▶ _Task instructions_:
List every line of the material below that contains the string "rough", copying each such line in full. Only matches in the same case count.

(Records of labeled points)
========

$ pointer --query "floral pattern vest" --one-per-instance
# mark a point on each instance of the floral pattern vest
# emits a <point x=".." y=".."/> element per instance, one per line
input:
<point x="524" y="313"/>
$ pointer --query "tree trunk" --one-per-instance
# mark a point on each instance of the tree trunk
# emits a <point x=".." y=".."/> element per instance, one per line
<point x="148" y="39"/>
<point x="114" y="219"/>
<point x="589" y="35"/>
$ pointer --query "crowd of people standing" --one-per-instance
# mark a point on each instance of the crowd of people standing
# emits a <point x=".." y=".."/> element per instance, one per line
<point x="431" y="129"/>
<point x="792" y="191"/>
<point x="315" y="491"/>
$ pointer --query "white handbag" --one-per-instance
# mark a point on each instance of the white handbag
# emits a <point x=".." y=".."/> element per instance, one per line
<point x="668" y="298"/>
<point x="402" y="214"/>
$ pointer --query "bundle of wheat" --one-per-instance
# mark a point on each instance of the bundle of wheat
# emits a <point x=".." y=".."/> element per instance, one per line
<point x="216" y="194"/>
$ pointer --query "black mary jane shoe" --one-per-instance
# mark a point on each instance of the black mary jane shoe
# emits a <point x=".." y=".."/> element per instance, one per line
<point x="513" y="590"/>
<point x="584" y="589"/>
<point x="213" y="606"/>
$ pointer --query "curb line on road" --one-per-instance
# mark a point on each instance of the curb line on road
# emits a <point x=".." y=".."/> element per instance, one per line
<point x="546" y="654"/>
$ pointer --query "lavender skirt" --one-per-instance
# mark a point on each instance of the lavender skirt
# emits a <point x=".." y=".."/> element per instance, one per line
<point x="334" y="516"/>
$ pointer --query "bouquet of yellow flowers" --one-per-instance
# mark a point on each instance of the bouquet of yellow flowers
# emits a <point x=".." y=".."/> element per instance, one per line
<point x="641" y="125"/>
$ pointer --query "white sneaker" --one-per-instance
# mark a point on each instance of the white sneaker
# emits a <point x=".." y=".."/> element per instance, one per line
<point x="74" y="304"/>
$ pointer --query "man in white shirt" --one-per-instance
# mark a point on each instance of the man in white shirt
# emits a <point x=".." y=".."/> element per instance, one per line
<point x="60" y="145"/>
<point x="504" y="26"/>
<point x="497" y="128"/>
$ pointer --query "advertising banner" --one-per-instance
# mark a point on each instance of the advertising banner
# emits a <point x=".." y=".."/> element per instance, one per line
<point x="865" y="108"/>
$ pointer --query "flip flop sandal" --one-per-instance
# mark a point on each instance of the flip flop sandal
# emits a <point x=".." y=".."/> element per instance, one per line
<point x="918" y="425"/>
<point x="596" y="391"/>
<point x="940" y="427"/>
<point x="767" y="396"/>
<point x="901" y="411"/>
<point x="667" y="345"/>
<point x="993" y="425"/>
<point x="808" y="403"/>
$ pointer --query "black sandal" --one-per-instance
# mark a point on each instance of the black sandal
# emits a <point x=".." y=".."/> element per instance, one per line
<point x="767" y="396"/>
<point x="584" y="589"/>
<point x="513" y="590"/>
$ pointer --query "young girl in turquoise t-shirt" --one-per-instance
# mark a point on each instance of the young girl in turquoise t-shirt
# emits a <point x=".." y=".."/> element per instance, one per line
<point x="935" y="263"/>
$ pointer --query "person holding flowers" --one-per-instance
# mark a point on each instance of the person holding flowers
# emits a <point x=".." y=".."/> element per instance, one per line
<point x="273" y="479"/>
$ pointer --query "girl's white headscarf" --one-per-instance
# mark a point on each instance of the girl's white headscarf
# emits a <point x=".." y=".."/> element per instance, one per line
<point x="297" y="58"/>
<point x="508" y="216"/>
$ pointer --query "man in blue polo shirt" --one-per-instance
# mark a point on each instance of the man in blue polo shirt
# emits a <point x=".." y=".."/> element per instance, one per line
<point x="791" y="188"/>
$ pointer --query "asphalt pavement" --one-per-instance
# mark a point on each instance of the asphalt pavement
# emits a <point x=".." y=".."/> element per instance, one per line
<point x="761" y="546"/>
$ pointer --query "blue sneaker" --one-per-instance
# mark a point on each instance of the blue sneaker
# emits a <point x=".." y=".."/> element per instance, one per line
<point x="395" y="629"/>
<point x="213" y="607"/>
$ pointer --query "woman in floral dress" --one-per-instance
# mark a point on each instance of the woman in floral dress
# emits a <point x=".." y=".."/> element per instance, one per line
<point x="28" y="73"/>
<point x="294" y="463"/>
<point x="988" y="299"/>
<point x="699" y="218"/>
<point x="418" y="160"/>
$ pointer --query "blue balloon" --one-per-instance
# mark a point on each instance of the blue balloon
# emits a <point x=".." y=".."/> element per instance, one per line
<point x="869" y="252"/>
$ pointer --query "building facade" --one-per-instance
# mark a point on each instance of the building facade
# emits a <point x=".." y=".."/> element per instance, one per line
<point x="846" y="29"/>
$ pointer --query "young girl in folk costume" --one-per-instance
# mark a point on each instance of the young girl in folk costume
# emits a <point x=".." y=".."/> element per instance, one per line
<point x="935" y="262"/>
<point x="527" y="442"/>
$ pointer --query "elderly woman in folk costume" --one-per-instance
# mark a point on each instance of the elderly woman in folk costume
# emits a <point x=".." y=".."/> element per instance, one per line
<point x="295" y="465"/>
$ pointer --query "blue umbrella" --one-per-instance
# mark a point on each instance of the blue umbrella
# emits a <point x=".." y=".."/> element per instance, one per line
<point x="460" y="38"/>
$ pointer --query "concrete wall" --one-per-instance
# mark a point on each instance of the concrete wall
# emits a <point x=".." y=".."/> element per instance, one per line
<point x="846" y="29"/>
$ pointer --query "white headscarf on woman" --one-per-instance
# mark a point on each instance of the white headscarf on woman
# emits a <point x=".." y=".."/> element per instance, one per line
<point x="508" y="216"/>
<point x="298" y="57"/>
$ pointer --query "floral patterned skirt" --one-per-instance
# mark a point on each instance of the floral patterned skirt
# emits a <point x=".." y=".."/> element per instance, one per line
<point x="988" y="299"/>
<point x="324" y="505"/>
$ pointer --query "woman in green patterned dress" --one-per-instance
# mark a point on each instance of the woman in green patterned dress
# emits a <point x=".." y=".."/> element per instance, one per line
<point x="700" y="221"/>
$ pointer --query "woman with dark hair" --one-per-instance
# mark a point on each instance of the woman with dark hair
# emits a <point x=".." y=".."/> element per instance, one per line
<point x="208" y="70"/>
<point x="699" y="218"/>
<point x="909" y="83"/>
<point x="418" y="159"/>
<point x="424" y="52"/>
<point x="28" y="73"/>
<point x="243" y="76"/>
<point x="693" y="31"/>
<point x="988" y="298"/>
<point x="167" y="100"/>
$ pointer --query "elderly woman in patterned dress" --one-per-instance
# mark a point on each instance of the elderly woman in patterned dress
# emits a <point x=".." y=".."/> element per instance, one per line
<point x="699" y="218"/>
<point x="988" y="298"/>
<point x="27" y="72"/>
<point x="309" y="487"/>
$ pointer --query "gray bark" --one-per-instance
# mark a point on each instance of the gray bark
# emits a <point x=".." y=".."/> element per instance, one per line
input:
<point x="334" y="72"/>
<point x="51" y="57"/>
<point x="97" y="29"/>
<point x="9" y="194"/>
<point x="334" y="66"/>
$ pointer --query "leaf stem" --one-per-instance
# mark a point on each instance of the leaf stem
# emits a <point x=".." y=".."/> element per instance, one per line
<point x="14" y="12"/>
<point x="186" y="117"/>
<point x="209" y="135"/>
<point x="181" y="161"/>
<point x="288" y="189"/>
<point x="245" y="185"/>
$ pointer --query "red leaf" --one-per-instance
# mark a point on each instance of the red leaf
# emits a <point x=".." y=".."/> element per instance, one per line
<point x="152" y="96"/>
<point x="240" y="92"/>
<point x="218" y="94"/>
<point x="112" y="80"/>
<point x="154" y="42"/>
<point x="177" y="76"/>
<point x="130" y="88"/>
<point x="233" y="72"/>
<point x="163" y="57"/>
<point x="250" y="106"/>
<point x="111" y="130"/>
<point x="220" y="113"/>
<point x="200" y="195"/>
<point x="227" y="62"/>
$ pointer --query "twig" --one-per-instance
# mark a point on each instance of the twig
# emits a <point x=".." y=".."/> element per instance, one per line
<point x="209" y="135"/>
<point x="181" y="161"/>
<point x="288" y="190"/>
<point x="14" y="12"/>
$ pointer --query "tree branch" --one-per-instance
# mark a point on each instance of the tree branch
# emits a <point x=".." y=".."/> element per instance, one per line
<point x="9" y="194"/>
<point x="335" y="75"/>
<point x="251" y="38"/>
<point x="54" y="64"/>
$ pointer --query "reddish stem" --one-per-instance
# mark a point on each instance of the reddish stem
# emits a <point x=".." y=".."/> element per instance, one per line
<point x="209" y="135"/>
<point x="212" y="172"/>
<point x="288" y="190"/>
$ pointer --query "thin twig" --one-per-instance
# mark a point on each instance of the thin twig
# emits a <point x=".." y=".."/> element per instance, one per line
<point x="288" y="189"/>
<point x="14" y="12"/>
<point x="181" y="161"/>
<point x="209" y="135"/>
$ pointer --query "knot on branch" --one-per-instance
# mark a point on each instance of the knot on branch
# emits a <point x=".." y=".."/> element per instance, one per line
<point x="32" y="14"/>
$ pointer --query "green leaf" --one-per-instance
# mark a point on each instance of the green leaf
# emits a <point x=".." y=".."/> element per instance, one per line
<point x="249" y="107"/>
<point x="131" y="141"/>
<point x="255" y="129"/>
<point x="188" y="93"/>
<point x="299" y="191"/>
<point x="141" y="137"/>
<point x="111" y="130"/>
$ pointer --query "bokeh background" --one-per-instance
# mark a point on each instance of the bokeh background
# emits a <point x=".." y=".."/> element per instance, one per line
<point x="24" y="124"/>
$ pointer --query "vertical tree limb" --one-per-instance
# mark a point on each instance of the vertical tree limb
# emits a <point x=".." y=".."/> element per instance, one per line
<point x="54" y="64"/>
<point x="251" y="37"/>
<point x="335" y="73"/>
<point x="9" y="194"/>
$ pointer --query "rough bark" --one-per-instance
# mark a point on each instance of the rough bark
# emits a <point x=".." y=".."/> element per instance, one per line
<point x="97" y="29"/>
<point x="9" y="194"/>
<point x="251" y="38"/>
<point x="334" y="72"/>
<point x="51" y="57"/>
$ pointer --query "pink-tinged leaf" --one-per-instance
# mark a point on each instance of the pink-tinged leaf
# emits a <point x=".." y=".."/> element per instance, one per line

========

▶ _Response to this exercise_:
$ pointer --query "rough bark" --one-per-instance
# mark a point on each instance of the rough bark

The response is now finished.